(Image boundary labeling items)
------------------------

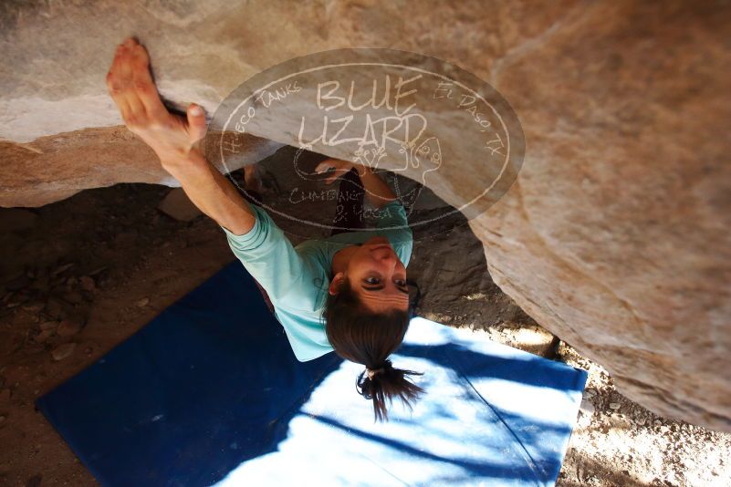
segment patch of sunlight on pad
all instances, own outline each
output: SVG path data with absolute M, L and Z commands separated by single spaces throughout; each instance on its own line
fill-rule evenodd
M 555 476 L 537 457 L 563 448 L 562 456 L 567 432 L 538 448 L 525 445 L 524 439 L 550 436 L 545 423 L 557 414 L 561 421 L 569 420 L 564 424 L 570 431 L 580 392 L 571 396 L 489 375 L 465 380 L 463 371 L 436 356 L 408 353 L 409 347 L 424 347 L 428 356 L 441 346 L 497 359 L 535 358 L 489 341 L 486 334 L 414 318 L 404 345 L 403 353 L 392 357 L 394 367 L 424 372 L 415 381 L 426 394 L 412 410 L 396 401 L 389 409 L 391 420 L 374 423 L 371 401 L 355 392 L 363 368 L 346 361 L 312 392 L 277 451 L 242 463 L 216 485 L 286 485 L 297 471 L 307 471 L 302 485 L 552 484 L 539 481 Z M 516 429 L 502 415 L 526 420 Z

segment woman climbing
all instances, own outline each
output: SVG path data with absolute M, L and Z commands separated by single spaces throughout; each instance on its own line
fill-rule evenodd
M 293 247 L 260 206 L 250 204 L 195 148 L 206 130 L 201 107 L 185 118 L 162 104 L 146 49 L 134 38 L 117 47 L 107 88 L 125 125 L 147 143 L 191 201 L 223 229 L 236 257 L 268 295 L 300 361 L 331 350 L 365 366 L 357 389 L 372 400 L 375 418 L 388 418 L 386 401 L 407 405 L 423 389 L 392 367 L 389 356 L 409 326 L 406 264 L 412 233 L 403 206 L 370 168 L 328 159 L 318 172 L 340 179 L 333 234 Z M 363 228 L 362 201 L 377 210 L 373 229 Z M 358 229 L 358 231 L 351 231 Z

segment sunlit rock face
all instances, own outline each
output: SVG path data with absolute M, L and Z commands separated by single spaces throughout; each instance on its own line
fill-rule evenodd
M 226 4 L 3 7 L 0 204 L 122 181 L 174 185 L 116 127 L 106 96 L 114 47 L 131 34 L 165 98 L 211 114 L 250 76 L 308 53 L 368 46 L 445 59 L 496 88 L 525 132 L 509 192 L 469 215 L 496 282 L 631 399 L 731 430 L 728 5 Z M 462 133 L 453 112 L 433 109 Z M 298 144 L 270 121 L 248 135 L 275 145 L 252 137 L 242 163 Z M 341 149 L 313 147 L 350 155 Z M 459 206 L 483 168 L 478 158 L 444 167 L 426 182 Z

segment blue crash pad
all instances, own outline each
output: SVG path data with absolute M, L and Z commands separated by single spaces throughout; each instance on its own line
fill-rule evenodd
M 37 407 L 103 485 L 554 484 L 584 371 L 419 317 L 392 358 L 426 394 L 374 423 L 235 262 Z

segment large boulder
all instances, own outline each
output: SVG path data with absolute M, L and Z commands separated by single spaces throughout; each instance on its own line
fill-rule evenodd
M 498 285 L 606 367 L 631 399 L 731 430 L 731 8 L 454 4 L 9 4 L 1 11 L 0 137 L 8 142 L 0 204 L 67 196 L 79 185 L 62 181 L 77 172 L 89 175 L 85 187 L 110 183 L 95 181 L 99 167 L 115 168 L 114 181 L 150 181 L 140 162 L 150 154 L 114 127 L 104 87 L 114 47 L 131 34 L 148 47 L 172 105 L 195 101 L 211 113 L 249 76 L 315 51 L 369 46 L 450 60 L 490 81 L 526 134 L 510 192 L 470 215 Z M 298 109 L 307 109 L 291 115 Z M 454 123 L 448 114 L 443 121 Z M 276 124 L 264 129 L 250 133 L 297 141 Z M 74 140 L 95 130 L 100 143 L 79 151 Z M 64 164 L 29 162 L 60 157 L 67 145 L 74 155 Z M 459 205 L 481 171 L 460 160 L 427 184 Z

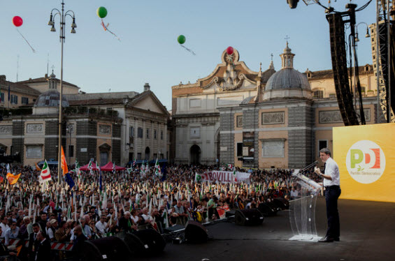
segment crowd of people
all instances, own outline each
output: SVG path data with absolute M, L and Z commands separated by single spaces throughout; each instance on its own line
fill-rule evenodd
M 10 171 L 21 175 L 10 185 L 4 167 L 0 172 L 0 256 L 50 260 L 56 255 L 59 260 L 69 254 L 51 252 L 51 242 L 72 243 L 78 252 L 85 240 L 146 228 L 163 234 L 189 220 L 220 218 L 218 209 L 254 208 L 302 193 L 292 170 L 237 169 L 250 173 L 249 182 L 240 184 L 195 181 L 196 173 L 218 169 L 222 167 L 169 165 L 161 176 L 154 174 L 154 167 L 143 173 L 138 167 L 130 173 L 76 171 L 69 173 L 75 183 L 71 188 L 64 180 L 57 182 L 55 168 L 52 181 L 44 185 L 38 182 L 39 170 L 17 165 Z M 304 174 L 317 177 L 311 170 Z M 11 244 L 13 239 L 20 243 Z

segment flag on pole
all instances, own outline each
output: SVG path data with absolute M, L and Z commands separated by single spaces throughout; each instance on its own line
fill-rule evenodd
M 93 163 L 92 163 L 93 161 L 89 161 L 89 163 L 88 164 L 88 170 L 89 170 L 89 174 L 91 175 L 93 175 Z M 97 167 L 97 165 L 96 165 Z
M 66 162 L 66 156 L 64 156 L 64 151 L 63 151 L 63 146 L 62 146 L 61 148 L 62 155 L 60 156 L 60 166 L 62 167 L 62 170 L 63 170 L 63 176 L 64 176 L 66 173 L 69 173 L 69 168 L 67 167 L 67 163 Z
M 161 175 L 161 166 L 158 163 L 158 158 L 157 158 L 157 162 L 155 162 L 155 167 L 154 168 L 155 173 L 157 177 L 160 177 Z
M 237 176 L 236 174 L 236 167 L 234 167 L 234 181 L 237 182 Z
M 41 174 L 38 177 L 38 181 L 40 181 L 40 183 L 43 183 L 44 181 L 49 181 L 50 180 L 52 180 L 51 172 L 48 167 L 48 163 L 47 163 L 47 160 L 45 160 L 44 165 L 43 165 L 43 169 L 41 170 Z
M 7 180 L 10 183 L 10 185 L 14 185 L 15 184 L 16 184 L 20 177 L 20 173 L 15 176 L 10 172 L 7 173 Z
M 71 176 L 70 176 L 69 173 L 66 173 L 66 175 L 64 175 L 64 179 L 66 180 L 66 182 L 67 182 L 67 184 L 69 184 L 70 189 L 73 188 L 73 187 L 76 185 L 74 181 L 71 178 Z
M 140 174 L 141 174 L 143 176 L 144 176 L 144 174 L 145 174 L 145 167 L 144 166 L 144 163 L 141 163 L 141 167 L 140 167 Z

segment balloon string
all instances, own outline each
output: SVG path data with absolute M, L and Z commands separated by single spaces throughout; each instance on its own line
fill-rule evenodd
M 31 45 L 30 45 L 30 43 L 29 43 L 29 42 L 27 41 L 27 40 L 26 40 L 26 38 L 24 38 L 24 36 L 23 36 L 23 35 L 20 33 L 20 31 L 19 31 L 18 29 L 17 28 L 17 31 L 19 33 L 19 34 L 20 34 L 20 36 L 22 36 L 22 38 L 26 41 L 26 43 L 27 43 L 27 44 L 29 45 L 29 46 L 30 46 L 30 48 L 31 48 L 31 50 L 33 51 L 33 52 L 36 52 L 36 50 L 31 47 Z
M 107 27 L 108 26 L 108 24 L 107 24 Z M 113 34 L 114 36 L 115 36 L 120 42 L 121 41 L 121 39 L 115 33 L 114 33 L 111 31 L 108 30 L 108 28 L 104 24 L 104 22 L 103 22 L 103 19 L 101 20 L 101 25 L 103 26 L 103 28 L 104 28 L 104 31 L 108 31 L 108 32 L 110 32 L 111 34 Z
M 192 54 L 196 55 L 196 54 L 194 52 L 194 51 L 192 51 L 192 50 L 187 48 L 186 47 L 185 47 L 185 46 L 182 45 L 181 45 L 181 47 L 182 47 L 182 48 L 185 48 L 185 50 L 186 50 L 187 51 L 191 52 Z

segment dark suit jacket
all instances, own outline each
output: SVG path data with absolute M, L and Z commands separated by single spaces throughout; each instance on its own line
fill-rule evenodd
M 51 245 L 48 239 L 45 239 L 43 242 L 38 243 L 36 255 L 37 261 L 51 260 Z
M 40 242 L 37 240 L 34 240 L 34 233 L 30 234 L 29 236 L 29 244 L 27 245 L 30 260 L 34 260 L 34 258 L 36 258 L 36 251 L 37 250 L 39 244 Z M 34 251 L 33 251 L 33 246 L 34 246 Z

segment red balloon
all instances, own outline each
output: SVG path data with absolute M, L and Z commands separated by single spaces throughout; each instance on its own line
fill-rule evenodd
M 13 24 L 17 27 L 19 27 L 23 24 L 23 20 L 20 16 L 14 16 L 13 17 Z

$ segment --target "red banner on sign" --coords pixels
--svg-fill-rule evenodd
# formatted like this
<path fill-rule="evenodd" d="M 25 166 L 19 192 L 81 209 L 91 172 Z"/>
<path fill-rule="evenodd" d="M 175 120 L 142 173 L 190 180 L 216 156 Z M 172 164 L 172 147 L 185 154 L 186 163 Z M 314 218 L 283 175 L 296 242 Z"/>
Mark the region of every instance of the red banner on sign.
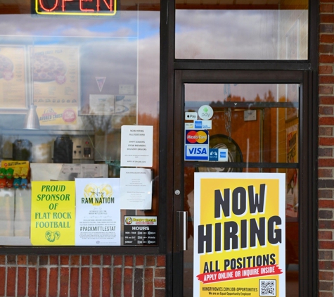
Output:
<path fill-rule="evenodd" d="M 210 284 L 250 277 L 266 277 L 268 275 L 281 274 L 281 273 L 282 270 L 279 267 L 274 265 L 202 273 L 197 275 L 197 278 L 203 284 Z"/>

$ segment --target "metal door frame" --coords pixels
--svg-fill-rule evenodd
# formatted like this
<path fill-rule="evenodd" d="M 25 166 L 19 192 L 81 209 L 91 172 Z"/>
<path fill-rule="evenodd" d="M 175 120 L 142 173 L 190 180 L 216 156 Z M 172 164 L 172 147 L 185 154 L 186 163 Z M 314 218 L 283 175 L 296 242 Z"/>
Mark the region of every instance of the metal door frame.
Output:
<path fill-rule="evenodd" d="M 316 209 L 314 196 L 316 188 L 316 125 L 314 125 L 316 101 L 312 97 L 312 72 L 307 70 L 175 70 L 174 100 L 169 103 L 169 111 L 173 113 L 173 162 L 168 165 L 173 172 L 173 184 L 170 194 L 173 196 L 173 251 L 169 259 L 172 265 L 172 296 L 181 296 L 183 291 L 183 252 L 178 228 L 178 211 L 184 209 L 184 97 L 185 83 L 248 83 L 248 84 L 300 84 L 300 296 L 315 296 L 316 292 Z M 172 105 L 172 108 L 170 106 Z M 170 181 L 172 182 L 172 181 Z M 180 191 L 176 194 L 176 191 Z M 171 193 L 172 191 L 172 193 Z M 302 246 L 303 248 L 300 248 Z"/>

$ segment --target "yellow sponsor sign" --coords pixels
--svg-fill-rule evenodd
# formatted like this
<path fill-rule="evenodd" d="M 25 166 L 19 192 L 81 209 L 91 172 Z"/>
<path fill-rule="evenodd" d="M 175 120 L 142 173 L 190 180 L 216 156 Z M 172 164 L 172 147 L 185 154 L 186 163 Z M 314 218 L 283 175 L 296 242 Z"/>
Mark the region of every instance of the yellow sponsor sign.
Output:
<path fill-rule="evenodd" d="M 284 296 L 285 174 L 195 173 L 194 202 L 194 296 Z"/>
<path fill-rule="evenodd" d="M 32 182 L 33 246 L 75 244 L 75 182 Z"/>

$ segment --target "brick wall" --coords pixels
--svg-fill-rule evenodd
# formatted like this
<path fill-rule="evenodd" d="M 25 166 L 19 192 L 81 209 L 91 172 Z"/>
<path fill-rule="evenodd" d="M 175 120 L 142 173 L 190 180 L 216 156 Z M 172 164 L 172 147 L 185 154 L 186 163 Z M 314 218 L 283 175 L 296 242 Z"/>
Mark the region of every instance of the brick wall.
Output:
<path fill-rule="evenodd" d="M 319 290 L 320 297 L 334 296 L 334 0 L 320 1 Z"/>
<path fill-rule="evenodd" d="M 165 296 L 165 255 L 0 255 L 0 296 Z"/>

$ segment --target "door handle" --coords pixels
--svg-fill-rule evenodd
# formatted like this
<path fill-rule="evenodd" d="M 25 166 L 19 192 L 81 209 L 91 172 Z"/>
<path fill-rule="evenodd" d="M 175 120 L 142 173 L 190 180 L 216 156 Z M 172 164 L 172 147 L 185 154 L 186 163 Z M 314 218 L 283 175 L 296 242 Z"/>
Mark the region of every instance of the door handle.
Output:
<path fill-rule="evenodd" d="M 177 247 L 179 251 L 188 249 L 188 212 L 177 211 Z"/>

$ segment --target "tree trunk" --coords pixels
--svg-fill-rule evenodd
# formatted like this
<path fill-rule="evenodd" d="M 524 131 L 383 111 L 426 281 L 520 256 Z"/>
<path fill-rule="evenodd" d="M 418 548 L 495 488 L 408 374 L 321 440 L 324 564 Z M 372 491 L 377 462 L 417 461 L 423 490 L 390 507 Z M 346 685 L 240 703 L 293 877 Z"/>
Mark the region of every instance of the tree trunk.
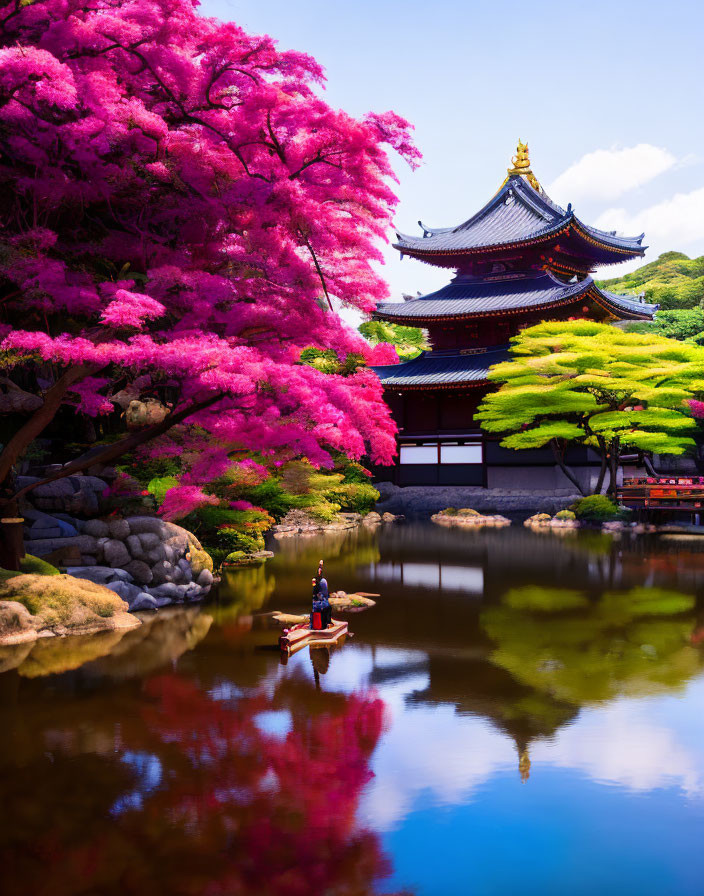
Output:
<path fill-rule="evenodd" d="M 124 454 L 127 454 L 144 442 L 156 439 L 158 436 L 168 432 L 172 426 L 181 423 L 187 417 L 197 414 L 199 411 L 204 411 L 222 398 L 222 393 L 217 393 L 216 395 L 211 395 L 209 398 L 204 398 L 202 401 L 193 402 L 193 404 L 181 408 L 180 411 L 174 411 L 169 414 L 168 417 L 165 417 L 164 420 L 161 421 L 161 423 L 147 426 L 145 429 L 140 429 L 138 432 L 134 432 L 126 438 L 120 439 L 119 442 L 113 442 L 112 445 L 106 445 L 98 451 L 91 451 L 88 455 L 84 455 L 77 460 L 71 461 L 71 463 L 66 464 L 66 466 L 57 470 L 56 473 L 53 473 L 51 476 L 47 476 L 45 479 L 40 479 L 38 482 L 33 482 L 31 485 L 27 485 L 20 489 L 10 498 L 6 498 L 4 501 L 0 499 L 0 512 L 4 513 L 10 502 L 17 502 L 20 498 L 24 497 L 40 485 L 46 485 L 48 482 L 55 482 L 57 479 L 64 479 L 66 476 L 72 476 L 74 473 L 82 473 L 83 470 L 87 470 L 88 467 L 92 467 L 95 464 L 107 464 L 117 460 L 118 457 L 122 457 Z"/>
<path fill-rule="evenodd" d="M 653 462 L 650 459 L 650 455 L 645 454 L 645 453 L 643 454 L 643 466 L 645 467 L 648 476 L 652 476 L 653 478 L 657 479 L 658 476 L 660 475 L 656 471 L 655 467 L 653 466 Z"/>
<path fill-rule="evenodd" d="M 619 466 L 619 443 L 618 439 L 612 439 L 609 445 L 609 487 L 606 491 L 607 495 L 616 497 L 616 480 L 618 477 Z"/>
<path fill-rule="evenodd" d="M 572 485 L 574 485 L 574 487 L 577 489 L 577 491 L 580 493 L 580 495 L 584 495 L 585 491 L 582 488 L 582 486 L 580 485 L 579 479 L 577 479 L 577 477 L 574 475 L 572 470 L 570 470 L 570 468 L 565 463 L 565 461 L 562 457 L 562 452 L 560 451 L 560 446 L 557 444 L 557 441 L 555 439 L 550 440 L 550 447 L 552 448 L 552 453 L 555 458 L 555 463 L 562 470 L 562 472 L 565 474 L 565 476 L 569 479 L 569 481 L 572 483 Z"/>
<path fill-rule="evenodd" d="M 606 451 L 606 445 L 604 444 L 603 439 L 597 440 L 599 445 L 599 453 L 601 455 L 601 468 L 599 469 L 599 477 L 596 481 L 596 488 L 594 489 L 595 495 L 600 495 L 601 490 L 604 487 L 604 479 L 606 478 L 606 470 L 609 466 L 608 454 Z"/>
<path fill-rule="evenodd" d="M 0 518 L 0 567 L 17 572 L 24 557 L 24 520 L 17 513 L 17 502 L 8 503 Z"/>
<path fill-rule="evenodd" d="M 20 427 L 0 453 L 0 488 L 6 490 L 6 480 L 13 467 L 29 445 L 41 435 L 56 416 L 66 393 L 74 383 L 92 376 L 101 369 L 95 366 L 78 365 L 69 368 L 44 395 L 44 404 L 37 408 L 29 420 Z"/>

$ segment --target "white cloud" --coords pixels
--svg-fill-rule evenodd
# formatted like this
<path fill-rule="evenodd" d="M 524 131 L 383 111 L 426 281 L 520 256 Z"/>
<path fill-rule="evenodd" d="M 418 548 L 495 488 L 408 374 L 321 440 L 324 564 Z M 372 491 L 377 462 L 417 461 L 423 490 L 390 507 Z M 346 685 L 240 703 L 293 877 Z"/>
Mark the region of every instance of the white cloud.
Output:
<path fill-rule="evenodd" d="M 602 230 L 617 230 L 629 236 L 645 231 L 645 242 L 661 252 L 702 241 L 704 187 L 691 193 L 676 193 L 670 199 L 639 212 L 629 212 L 625 208 L 607 209 L 594 226 Z"/>
<path fill-rule="evenodd" d="M 557 202 L 613 199 L 668 171 L 677 162 L 667 149 L 639 143 L 624 149 L 597 149 L 582 156 L 550 185 Z"/>

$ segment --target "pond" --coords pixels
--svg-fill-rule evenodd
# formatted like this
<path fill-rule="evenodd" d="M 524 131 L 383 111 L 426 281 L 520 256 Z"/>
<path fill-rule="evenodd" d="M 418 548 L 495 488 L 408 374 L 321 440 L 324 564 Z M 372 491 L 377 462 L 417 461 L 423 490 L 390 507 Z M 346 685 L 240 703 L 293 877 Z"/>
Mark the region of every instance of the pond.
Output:
<path fill-rule="evenodd" d="M 4 894 L 704 891 L 704 543 L 274 549 L 202 608 L 0 652 Z M 261 614 L 320 557 L 381 596 L 284 664 Z"/>

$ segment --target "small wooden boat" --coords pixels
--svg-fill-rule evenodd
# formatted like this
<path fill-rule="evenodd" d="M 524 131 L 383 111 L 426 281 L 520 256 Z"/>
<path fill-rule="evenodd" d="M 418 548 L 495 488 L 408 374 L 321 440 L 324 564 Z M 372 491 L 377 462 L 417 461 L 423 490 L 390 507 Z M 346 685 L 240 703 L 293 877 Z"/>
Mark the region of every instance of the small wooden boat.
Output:
<path fill-rule="evenodd" d="M 333 619 L 332 625 L 323 629 L 313 629 L 308 622 L 301 622 L 293 628 L 283 630 L 279 638 L 279 647 L 287 656 L 291 656 L 303 647 L 330 647 L 347 635 L 352 637 L 347 623 L 338 619 Z"/>

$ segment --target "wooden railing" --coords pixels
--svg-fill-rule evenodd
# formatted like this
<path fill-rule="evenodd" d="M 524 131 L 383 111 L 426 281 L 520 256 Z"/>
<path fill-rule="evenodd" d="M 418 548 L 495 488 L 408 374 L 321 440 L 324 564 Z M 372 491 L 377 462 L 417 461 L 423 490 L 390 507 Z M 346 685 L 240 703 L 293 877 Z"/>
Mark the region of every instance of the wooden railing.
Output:
<path fill-rule="evenodd" d="M 633 510 L 677 510 L 701 513 L 704 476 L 658 476 L 624 479 L 616 499 Z"/>

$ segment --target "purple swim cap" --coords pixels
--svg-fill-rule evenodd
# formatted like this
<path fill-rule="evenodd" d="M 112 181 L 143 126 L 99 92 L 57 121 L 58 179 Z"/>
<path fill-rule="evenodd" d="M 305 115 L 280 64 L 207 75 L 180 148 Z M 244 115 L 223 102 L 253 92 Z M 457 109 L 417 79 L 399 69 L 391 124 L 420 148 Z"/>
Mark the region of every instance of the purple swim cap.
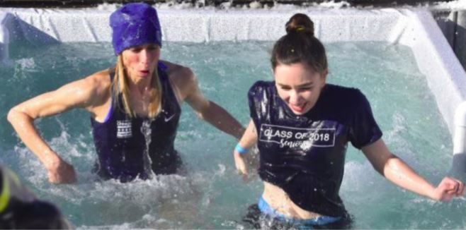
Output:
<path fill-rule="evenodd" d="M 131 47 L 154 43 L 161 47 L 161 29 L 157 12 L 144 3 L 126 4 L 110 16 L 115 54 Z"/>

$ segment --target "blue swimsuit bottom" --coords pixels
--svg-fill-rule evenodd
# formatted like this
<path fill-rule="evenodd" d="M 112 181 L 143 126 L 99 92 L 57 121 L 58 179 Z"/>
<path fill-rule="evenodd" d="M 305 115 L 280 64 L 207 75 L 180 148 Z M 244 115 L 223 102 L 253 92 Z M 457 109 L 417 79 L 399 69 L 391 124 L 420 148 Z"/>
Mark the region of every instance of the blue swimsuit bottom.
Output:
<path fill-rule="evenodd" d="M 336 222 L 341 219 L 341 217 L 334 217 L 329 216 L 320 216 L 312 219 L 296 219 L 288 217 L 270 207 L 263 197 L 261 197 L 261 199 L 259 199 L 258 206 L 261 212 L 269 215 L 278 221 L 285 222 L 293 225 L 325 225 Z"/>

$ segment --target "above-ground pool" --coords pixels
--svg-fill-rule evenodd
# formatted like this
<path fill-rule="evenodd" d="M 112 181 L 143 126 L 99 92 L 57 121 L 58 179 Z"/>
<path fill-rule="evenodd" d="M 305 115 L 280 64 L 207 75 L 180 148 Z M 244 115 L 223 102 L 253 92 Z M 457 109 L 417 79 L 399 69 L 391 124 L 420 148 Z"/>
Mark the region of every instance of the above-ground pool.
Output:
<path fill-rule="evenodd" d="M 13 134 L 6 112 L 30 97 L 113 65 L 111 44 L 103 35 L 109 29 L 98 22 L 107 20 L 109 12 L 81 11 L 83 18 L 92 19 L 76 25 L 89 30 L 75 35 L 83 40 L 73 41 L 66 32 L 69 28 L 60 25 L 66 24 L 62 18 L 79 20 L 73 17 L 75 11 L 10 11 L 3 20 L 8 32 L 4 42 L 8 42 L 3 44 L 9 50 L 0 67 L 1 159 L 38 197 L 57 204 L 78 229 L 248 228 L 241 219 L 257 202 L 261 183 L 257 178 L 242 181 L 232 157 L 236 140 L 198 119 L 186 104 L 175 145 L 188 176 L 127 183 L 98 181 L 91 173 L 96 155 L 89 115 L 74 110 L 36 121 L 45 139 L 78 173 L 76 184 L 49 183 L 43 167 Z M 284 34 L 284 23 L 295 12 L 269 12 L 276 14 L 275 23 L 262 11 L 194 12 L 159 11 L 169 40 L 162 58 L 190 66 L 206 97 L 246 124 L 247 90 L 256 80 L 272 80 L 271 41 Z M 434 36 L 438 29 L 430 28 L 428 13 L 391 9 L 307 13 L 316 20 L 316 34 L 327 49 L 329 83 L 360 89 L 391 150 L 429 181 L 439 183 L 451 164 L 450 116 L 464 98 L 464 83 L 455 78 L 465 73 L 451 51 L 444 50 L 448 48 L 444 39 Z M 174 18 L 178 20 L 169 20 Z M 186 25 L 188 19 L 197 20 L 198 27 Z M 244 21 L 247 28 L 238 25 Z M 227 24 L 230 26 L 220 26 Z M 173 28 L 177 26 L 190 29 L 178 28 L 176 33 Z M 86 36 L 93 39 L 85 40 Z M 385 180 L 360 151 L 351 147 L 346 157 L 340 194 L 353 216 L 353 228 L 466 227 L 464 198 L 433 202 Z"/>

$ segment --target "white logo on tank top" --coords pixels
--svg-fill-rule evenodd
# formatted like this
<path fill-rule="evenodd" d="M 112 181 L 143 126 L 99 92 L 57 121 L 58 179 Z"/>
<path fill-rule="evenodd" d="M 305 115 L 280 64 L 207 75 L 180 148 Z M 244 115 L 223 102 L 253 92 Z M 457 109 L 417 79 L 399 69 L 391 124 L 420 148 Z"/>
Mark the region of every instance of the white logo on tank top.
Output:
<path fill-rule="evenodd" d="M 169 121 L 170 120 L 171 120 L 171 119 L 172 119 L 174 116 L 175 116 L 175 114 L 173 114 L 173 115 L 170 116 L 168 117 L 168 118 L 166 116 L 166 117 L 164 119 L 164 120 L 165 121 L 165 122 L 168 122 L 168 121 Z"/>
<path fill-rule="evenodd" d="M 117 138 L 129 138 L 132 136 L 131 121 L 117 121 Z"/>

------------------------

Begin at the line that has "segment flag on pole" and stop after the line that has "M 140 174 L". Write out only those lines again, swapping "flag on pole" for "flag on a pole" and leaving everything else unchanged.

_Task result_
segment flag on a pole
all instances, own outline each
output: SVG path data with absolute M, L and Z commands separated by single spaces throughout; each instance on its own line
fill-rule evenodd
M 93 163 L 92 163 L 93 161 L 89 161 L 89 163 L 88 164 L 88 170 L 89 170 L 89 174 L 91 175 L 93 175 Z M 97 167 L 97 165 L 96 165 Z
M 66 162 L 66 156 L 64 156 L 64 151 L 63 151 L 63 146 L 62 146 L 61 148 L 62 155 L 60 156 L 60 166 L 62 167 L 62 170 L 63 170 L 63 176 L 64 176 L 66 173 L 69 173 L 69 168 L 67 167 L 67 163 Z
M 161 175 L 161 166 L 158 163 L 158 158 L 157 158 L 157 162 L 155 162 L 155 167 L 154 168 L 155 173 L 157 177 L 160 177 Z
M 237 176 L 236 174 L 236 167 L 234 167 L 234 181 L 237 182 Z
M 41 174 L 38 177 L 38 181 L 40 181 L 40 183 L 43 183 L 44 181 L 49 181 L 50 180 L 52 180 L 51 172 L 48 167 L 48 163 L 47 163 L 47 160 L 45 160 L 44 165 L 43 165 L 43 169 L 41 170 Z
M 7 180 L 10 183 L 10 185 L 14 185 L 15 184 L 16 184 L 20 177 L 20 173 L 15 176 L 10 172 L 7 173 Z
M 71 176 L 70 176 L 69 173 L 66 173 L 66 175 L 64 175 L 64 179 L 66 180 L 66 182 L 67 182 L 67 184 L 69 184 L 70 189 L 73 188 L 73 187 L 76 185 L 74 181 L 71 178 Z
M 140 174 L 141 174 L 143 176 L 144 176 L 144 174 L 145 174 L 145 167 L 144 166 L 144 163 L 141 163 L 141 167 L 140 167 Z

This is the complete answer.